Rows from a box-labeling dataset:
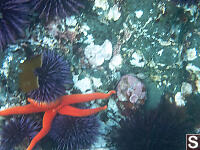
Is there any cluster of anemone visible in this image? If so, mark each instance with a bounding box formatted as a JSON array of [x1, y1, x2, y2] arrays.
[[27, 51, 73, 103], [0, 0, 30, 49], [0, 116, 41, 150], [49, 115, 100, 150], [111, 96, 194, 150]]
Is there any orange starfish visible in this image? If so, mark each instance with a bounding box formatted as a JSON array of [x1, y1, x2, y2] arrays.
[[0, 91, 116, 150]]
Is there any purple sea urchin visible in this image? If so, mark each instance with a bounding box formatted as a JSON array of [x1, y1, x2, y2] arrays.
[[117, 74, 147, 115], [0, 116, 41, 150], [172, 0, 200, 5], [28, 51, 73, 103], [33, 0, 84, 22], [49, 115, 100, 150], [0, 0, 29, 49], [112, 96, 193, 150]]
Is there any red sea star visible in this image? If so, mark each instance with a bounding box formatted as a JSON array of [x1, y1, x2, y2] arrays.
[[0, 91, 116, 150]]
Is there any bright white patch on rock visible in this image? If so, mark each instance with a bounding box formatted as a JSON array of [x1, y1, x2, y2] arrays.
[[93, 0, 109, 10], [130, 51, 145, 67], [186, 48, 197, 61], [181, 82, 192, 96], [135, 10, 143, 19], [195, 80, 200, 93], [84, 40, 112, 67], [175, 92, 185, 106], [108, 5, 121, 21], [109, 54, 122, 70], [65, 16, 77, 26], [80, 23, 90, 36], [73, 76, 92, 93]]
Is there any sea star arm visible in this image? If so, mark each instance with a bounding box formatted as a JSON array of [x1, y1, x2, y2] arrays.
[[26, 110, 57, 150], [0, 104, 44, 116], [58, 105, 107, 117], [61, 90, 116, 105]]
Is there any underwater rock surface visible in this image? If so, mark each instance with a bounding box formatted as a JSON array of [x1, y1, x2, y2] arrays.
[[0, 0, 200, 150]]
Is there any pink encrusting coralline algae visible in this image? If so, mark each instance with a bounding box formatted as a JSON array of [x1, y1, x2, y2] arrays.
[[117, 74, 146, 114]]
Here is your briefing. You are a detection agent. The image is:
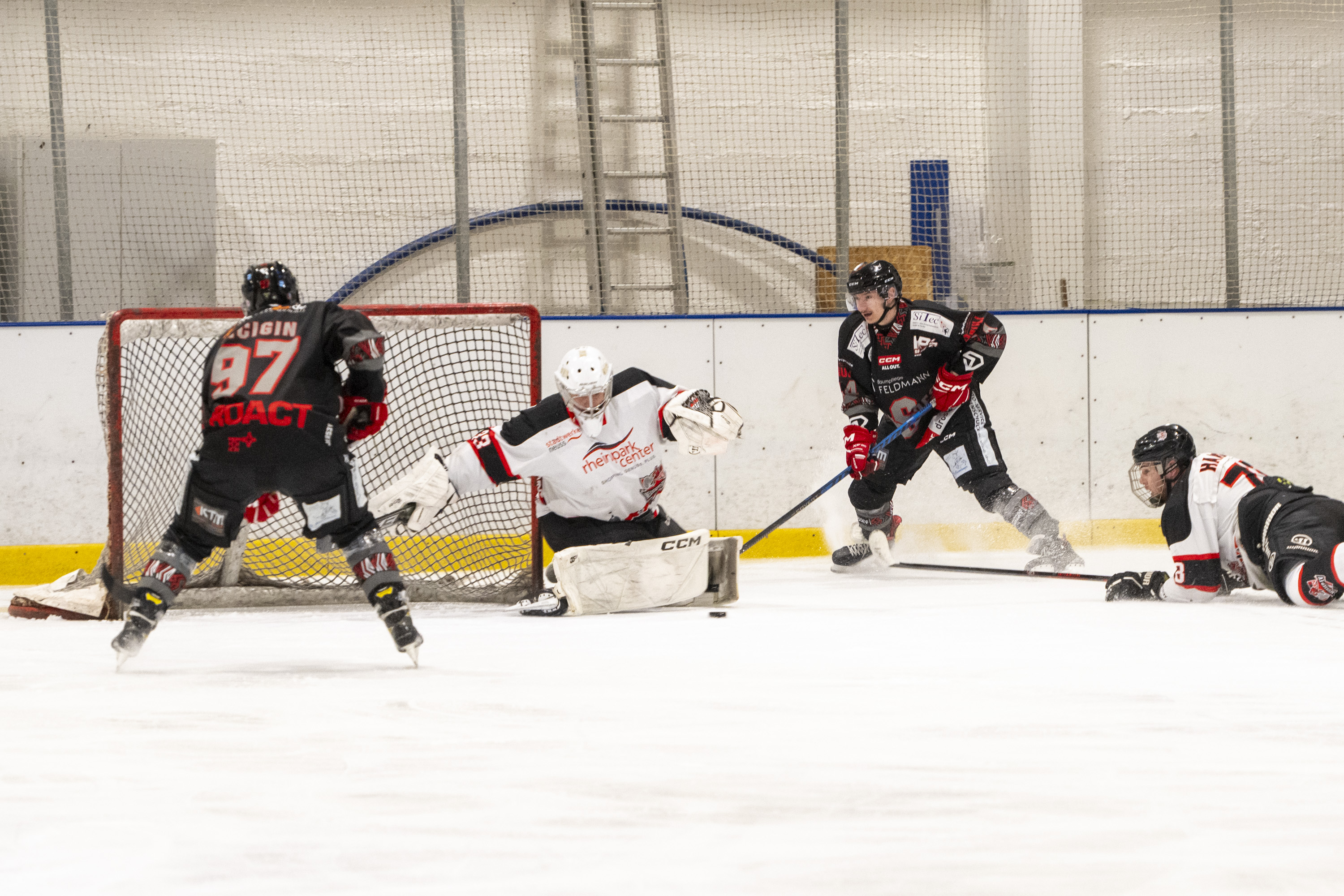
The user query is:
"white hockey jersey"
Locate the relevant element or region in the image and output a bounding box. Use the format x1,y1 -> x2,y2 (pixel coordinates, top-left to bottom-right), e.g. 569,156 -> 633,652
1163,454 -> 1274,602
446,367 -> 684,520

---

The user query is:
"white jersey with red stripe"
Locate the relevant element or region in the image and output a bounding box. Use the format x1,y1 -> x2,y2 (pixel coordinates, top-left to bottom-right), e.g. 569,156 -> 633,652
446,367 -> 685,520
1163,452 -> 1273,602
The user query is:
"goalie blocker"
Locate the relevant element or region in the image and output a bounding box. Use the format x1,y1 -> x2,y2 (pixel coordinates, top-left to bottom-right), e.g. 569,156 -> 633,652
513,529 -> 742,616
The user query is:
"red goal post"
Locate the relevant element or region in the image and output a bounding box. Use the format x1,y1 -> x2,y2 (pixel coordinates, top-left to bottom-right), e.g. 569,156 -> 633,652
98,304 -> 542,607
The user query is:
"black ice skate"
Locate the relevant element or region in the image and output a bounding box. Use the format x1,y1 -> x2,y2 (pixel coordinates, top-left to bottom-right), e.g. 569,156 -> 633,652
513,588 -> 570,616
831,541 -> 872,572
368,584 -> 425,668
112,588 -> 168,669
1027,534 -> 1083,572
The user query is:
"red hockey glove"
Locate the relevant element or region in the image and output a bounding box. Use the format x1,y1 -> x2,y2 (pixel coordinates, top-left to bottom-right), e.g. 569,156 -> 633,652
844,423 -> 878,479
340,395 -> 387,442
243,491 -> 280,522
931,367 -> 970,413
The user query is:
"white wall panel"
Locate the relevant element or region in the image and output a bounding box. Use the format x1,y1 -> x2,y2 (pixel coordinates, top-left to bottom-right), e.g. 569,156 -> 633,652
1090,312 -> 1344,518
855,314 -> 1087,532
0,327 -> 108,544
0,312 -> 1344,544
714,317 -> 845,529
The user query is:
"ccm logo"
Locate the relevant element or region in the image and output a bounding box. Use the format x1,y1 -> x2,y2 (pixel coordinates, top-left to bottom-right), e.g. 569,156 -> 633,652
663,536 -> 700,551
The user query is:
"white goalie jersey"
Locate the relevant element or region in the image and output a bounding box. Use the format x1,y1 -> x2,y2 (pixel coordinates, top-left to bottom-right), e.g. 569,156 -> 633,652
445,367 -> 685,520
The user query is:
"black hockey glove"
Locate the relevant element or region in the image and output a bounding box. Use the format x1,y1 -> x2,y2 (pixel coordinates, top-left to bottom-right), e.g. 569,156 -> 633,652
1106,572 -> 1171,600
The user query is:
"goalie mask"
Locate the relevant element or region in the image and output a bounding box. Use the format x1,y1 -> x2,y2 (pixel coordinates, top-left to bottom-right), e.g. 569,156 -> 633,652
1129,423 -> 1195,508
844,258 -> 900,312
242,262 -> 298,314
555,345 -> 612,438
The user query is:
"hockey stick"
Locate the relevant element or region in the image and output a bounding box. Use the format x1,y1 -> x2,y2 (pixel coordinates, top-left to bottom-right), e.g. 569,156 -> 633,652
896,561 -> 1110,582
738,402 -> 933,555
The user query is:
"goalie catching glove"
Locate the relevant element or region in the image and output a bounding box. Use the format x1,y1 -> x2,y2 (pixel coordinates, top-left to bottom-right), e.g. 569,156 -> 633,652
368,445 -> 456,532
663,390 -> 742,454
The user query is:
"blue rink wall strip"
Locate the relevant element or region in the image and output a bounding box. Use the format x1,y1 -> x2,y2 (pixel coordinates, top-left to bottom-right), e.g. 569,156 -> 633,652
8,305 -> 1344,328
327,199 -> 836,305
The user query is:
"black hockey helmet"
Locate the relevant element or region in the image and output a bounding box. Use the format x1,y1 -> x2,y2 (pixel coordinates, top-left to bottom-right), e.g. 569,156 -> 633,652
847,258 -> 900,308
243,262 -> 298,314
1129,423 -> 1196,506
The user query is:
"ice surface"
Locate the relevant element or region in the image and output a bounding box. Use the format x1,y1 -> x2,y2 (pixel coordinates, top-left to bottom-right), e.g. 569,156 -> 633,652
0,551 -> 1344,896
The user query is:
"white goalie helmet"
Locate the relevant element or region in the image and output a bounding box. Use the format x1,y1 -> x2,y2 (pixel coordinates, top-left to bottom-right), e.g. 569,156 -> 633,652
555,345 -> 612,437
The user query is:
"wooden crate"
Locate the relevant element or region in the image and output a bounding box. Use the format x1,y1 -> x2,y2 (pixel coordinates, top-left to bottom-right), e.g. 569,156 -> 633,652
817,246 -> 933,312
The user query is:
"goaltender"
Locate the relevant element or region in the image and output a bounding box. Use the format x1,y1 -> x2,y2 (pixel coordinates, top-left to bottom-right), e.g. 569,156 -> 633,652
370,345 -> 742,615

---

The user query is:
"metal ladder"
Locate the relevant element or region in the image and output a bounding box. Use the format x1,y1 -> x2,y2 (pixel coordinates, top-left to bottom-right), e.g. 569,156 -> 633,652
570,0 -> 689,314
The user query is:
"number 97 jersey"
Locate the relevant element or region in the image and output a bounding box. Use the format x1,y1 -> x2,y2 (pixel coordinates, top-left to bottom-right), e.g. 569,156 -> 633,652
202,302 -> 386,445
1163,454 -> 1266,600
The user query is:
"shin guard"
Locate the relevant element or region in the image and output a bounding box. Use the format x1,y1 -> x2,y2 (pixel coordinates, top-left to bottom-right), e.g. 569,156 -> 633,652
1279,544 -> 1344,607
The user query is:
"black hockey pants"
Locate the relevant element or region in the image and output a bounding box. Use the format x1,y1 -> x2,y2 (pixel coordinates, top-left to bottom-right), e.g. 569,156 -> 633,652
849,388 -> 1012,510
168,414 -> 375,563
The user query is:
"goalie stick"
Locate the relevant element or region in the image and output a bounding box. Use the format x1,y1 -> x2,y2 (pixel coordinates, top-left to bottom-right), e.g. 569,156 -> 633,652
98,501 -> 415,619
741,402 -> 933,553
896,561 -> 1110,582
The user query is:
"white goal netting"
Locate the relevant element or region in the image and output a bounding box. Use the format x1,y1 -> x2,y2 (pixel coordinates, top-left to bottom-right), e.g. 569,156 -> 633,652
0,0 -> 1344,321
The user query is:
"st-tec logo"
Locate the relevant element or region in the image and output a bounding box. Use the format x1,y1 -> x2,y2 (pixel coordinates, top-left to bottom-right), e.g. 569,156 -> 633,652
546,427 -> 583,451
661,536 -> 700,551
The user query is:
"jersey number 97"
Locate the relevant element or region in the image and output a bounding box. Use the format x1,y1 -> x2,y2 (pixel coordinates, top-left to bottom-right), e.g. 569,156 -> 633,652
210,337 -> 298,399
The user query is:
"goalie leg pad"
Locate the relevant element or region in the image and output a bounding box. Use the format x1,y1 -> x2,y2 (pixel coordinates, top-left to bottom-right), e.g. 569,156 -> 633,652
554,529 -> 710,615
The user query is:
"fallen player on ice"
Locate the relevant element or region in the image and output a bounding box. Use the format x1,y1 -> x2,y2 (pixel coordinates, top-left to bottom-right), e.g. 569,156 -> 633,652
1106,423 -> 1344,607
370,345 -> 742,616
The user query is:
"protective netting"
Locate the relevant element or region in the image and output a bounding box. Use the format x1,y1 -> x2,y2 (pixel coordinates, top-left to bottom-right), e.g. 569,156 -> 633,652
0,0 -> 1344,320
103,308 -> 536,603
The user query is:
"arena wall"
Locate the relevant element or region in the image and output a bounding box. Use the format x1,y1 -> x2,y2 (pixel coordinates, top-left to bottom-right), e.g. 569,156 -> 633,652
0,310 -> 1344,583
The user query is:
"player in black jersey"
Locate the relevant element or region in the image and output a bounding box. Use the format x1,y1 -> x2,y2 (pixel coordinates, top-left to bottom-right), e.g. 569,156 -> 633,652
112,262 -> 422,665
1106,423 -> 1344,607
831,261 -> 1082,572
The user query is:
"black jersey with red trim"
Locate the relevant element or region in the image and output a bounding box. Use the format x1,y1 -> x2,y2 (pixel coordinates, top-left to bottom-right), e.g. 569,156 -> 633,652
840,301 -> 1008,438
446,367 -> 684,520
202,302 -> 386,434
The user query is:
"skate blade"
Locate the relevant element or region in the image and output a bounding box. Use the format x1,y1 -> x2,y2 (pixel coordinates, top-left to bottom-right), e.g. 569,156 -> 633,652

THE REQUEST: Rewrite the lines of the listing from the line with "Is there any cluster" to the line with "[[0, 0, 200, 150]]", inclusive, as a JSON list of strings with one string per line and blank lines left out.

FULL OUTPUT:
[
  "Is there any cluster of anemone visible in this image? If so, mark each instance with a bounding box formatted as a JSON array of [x1, y1, x2, y2] arrays.",
  "[[27, 51, 73, 103], [0, 0, 30, 49], [0, 116, 41, 150], [49, 115, 100, 150], [111, 96, 194, 150]]",
  "Is there any orange starfish visible in this image? If so, mark each instance with a bounding box formatted as a JSON array of [x1, y1, x2, y2] arrays.",
  "[[0, 91, 116, 150]]",
  "Is there any purple sea urchin visible in this image? If so, mark each instance with a bounding box formatted as a JSON array of [x1, y1, x2, y2] arrays.",
  "[[117, 74, 147, 115], [0, 116, 41, 150], [172, 0, 200, 5], [28, 51, 73, 103], [33, 0, 84, 22], [49, 115, 100, 150], [0, 0, 29, 49], [112, 96, 193, 150]]",
  "Is there any red sea star visible in this image? If so, mark each instance with a bounding box formatted as a JSON array of [x1, y1, x2, y2] arrays.",
  "[[0, 91, 116, 150]]",
  "Is there any bright white patch on rock visible in this image? If so, mark each instance with a bounding box formatted as a JSON array of [x1, y1, x2, y2] arrays.",
  "[[93, 0, 109, 10], [130, 51, 145, 67], [186, 48, 197, 61], [181, 82, 192, 96], [135, 10, 143, 19], [195, 80, 200, 93], [84, 40, 112, 67], [175, 92, 185, 106], [108, 5, 121, 21], [109, 54, 122, 70], [65, 16, 77, 26], [80, 23, 90, 36], [73, 76, 92, 93]]",
  "Is there any sea star arm visible in this image? If so, mark each instance with a bounding box formatted as a JSON array of [x1, y1, x2, y2] arrays.",
  "[[26, 110, 57, 150], [0, 104, 44, 116], [58, 105, 107, 117], [61, 90, 116, 105]]",
  "Is there any underwater rock surface visible in this image? If so, mark each instance with a bounding box formatted as a JSON array of [x1, y1, x2, y2] arrays.",
  "[[0, 0, 200, 150]]"
]